Written tasks
1 > Answer these questions from the article on EU cloud services and the Digital Markets Act:
(a) On what date did the European Commission announce its preliminary position?
(b) What do AWS and Azure not meet, according to the Commission?
(c) What has become a decisive factor in how organizations choose a cloud provider?
2 > Write the next few paragraphs of the article on EU cloud services and the Digital Markets Act, picking up right after the quoted sentence that closes it.

Document text
:::::

Marcus Olsson 4 min read
  • Regulation
  • Data Privacy

The European Commission has told Amazon and Microsoft it believes their cloud services should fall under Europe’s toughest tech law. On 25 June 2026 the Commission announced a preliminary position that Amazon Web Services and Microsoft Azure, the two largest cloud providers in the EU, should be designated as gatekeepers under the Digital Markets Act. It is a preliminary view rather than a final ruling, and both companies can respond before the Commission decides.

What happened

According to the European Commission, AWS and Azure are the largest and second largest cloud computing services in the EU and act as an important gateway between businesses and their customers. The Commission reached that position even though the two services do not meet the DMA’s quantitative thresholds for automatic designation, using a market investigation to look at their actual market role instead.

The reasoning centres on entrenchment. The Commission found vast and established user bases, lock-in effects, high switching costs, and large surrounding ecosystems. It also singled out artificial intelligence: the portfolio of AI tools and AI-cloud partnerships has become a decisive factor in how organisations choose a cloud provider, which deepens the dependency.

“Cloud services have become a cornerstone of Europe’s economy - and a prerequisite for AI.”

:::::

Dataset entries:
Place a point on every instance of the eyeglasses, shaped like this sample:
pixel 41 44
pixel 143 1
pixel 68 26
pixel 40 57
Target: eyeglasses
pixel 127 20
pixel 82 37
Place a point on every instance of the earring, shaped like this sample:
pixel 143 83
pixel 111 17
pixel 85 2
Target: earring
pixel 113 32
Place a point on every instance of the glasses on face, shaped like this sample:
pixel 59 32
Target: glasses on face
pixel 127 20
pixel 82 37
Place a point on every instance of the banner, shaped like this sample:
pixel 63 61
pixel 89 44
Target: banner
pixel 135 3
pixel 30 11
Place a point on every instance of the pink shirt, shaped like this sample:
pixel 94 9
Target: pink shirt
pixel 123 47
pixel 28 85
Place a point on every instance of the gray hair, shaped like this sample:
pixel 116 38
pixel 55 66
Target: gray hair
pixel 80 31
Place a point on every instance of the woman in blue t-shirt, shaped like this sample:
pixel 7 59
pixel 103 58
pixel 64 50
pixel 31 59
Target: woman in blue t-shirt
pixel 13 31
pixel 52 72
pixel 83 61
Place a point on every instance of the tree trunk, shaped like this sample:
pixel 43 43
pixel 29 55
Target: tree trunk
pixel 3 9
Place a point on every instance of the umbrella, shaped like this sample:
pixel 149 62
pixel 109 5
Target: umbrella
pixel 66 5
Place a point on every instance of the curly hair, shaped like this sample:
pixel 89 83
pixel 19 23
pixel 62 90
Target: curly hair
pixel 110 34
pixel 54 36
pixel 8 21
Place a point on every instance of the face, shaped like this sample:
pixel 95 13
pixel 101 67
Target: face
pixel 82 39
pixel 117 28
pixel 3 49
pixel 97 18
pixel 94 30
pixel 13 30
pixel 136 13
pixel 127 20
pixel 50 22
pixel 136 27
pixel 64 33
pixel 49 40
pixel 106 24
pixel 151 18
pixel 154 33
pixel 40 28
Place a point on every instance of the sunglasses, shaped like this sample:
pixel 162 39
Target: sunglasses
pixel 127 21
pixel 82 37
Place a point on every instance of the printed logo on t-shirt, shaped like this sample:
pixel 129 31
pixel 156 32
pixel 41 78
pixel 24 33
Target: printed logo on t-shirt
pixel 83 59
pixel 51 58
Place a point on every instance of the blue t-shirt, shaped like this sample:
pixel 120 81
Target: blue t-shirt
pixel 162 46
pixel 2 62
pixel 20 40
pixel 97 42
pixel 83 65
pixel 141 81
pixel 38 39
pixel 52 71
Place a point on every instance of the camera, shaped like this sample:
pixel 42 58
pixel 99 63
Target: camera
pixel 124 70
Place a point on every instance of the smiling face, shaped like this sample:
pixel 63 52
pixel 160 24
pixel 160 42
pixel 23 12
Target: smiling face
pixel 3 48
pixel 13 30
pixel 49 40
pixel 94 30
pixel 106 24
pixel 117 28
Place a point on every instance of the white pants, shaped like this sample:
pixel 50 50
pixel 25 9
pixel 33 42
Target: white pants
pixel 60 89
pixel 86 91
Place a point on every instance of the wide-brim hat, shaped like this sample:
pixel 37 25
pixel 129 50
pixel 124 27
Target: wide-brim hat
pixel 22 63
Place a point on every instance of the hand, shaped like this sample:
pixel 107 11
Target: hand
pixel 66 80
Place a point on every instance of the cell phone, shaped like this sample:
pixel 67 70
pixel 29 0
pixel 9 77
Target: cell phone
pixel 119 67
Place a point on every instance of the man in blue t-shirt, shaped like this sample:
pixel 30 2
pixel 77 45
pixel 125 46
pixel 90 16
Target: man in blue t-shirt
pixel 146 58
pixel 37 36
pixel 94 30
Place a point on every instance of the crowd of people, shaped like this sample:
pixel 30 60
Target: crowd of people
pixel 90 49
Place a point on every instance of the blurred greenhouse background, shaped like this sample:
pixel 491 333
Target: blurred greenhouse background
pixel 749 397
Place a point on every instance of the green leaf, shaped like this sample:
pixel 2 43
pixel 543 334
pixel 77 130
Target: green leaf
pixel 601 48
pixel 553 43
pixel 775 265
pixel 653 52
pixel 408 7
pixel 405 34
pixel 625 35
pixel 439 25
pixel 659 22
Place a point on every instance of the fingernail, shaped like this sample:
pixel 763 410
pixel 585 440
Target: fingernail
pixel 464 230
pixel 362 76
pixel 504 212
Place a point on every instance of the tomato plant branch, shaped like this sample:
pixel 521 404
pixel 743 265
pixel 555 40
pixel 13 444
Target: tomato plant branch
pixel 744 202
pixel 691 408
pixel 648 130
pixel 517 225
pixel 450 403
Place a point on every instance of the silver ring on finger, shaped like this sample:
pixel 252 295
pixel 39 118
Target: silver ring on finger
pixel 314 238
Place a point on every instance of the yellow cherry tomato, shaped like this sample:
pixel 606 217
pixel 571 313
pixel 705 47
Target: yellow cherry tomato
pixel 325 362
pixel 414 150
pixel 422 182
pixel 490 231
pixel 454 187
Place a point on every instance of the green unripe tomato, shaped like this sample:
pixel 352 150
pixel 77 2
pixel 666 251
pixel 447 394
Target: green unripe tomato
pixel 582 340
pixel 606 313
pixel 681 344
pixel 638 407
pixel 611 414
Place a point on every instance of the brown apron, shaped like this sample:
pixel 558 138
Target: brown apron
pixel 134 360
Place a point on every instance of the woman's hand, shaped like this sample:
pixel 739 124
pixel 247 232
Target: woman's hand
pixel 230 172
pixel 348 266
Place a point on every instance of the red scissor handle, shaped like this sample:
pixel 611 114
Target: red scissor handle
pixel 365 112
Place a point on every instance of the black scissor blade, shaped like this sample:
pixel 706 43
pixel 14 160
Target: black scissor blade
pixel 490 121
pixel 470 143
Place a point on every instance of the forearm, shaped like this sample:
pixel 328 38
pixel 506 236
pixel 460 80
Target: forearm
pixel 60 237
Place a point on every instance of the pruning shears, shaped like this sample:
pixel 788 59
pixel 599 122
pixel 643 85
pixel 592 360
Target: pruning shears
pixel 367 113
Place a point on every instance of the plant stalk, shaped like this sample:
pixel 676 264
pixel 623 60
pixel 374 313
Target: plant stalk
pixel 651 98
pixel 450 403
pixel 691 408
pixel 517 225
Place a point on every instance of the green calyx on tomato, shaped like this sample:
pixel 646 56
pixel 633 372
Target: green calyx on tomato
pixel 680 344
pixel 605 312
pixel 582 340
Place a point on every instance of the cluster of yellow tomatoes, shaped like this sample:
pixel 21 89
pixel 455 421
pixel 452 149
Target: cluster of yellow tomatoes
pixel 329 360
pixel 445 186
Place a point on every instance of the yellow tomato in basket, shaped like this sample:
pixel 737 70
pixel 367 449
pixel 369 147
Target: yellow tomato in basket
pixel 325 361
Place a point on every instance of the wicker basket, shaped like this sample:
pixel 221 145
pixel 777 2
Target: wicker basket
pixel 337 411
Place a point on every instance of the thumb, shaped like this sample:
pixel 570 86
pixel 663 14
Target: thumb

:::::

Answers
1 >
(a) 25 June 2026
(b) The DMA's quantitative thresholds for automatic designation
(c) The portfolio of AI tools and AI-cloud partnerships

2 >
Henna Virkkunen, European Commission Executive Vice-President for Tech Sovereignty, Security and Democracy

Amazon and Microsoft now have the opportunity to submit their views before any final decision is taken. If the Commission confirms the designation, the two services would take on the DMA’s gatekeeper obligations, which under the law apply within six months of a designation.

A gatekeeper is a large platform the DMA treats as an unavoidable gateway between businesses and their customers, and designation brings a fixed set of do’s and don’ts rather than case-by-case investigation. In practice the rules push against lock-in: a gatekeeper must let business users port their data and access the data they generate on the platform, cannot use a customer’s non-public data to compete against them, and has to offer fair, non-discriminatory terms rather than quietly favouring its own services. For cloud, that is aimed squarely at making it easier for a customer to move workloads or run across more than one provider. Breaches can draw fines of up to 10% of global annual turnover, rising to 20% for repeat offences.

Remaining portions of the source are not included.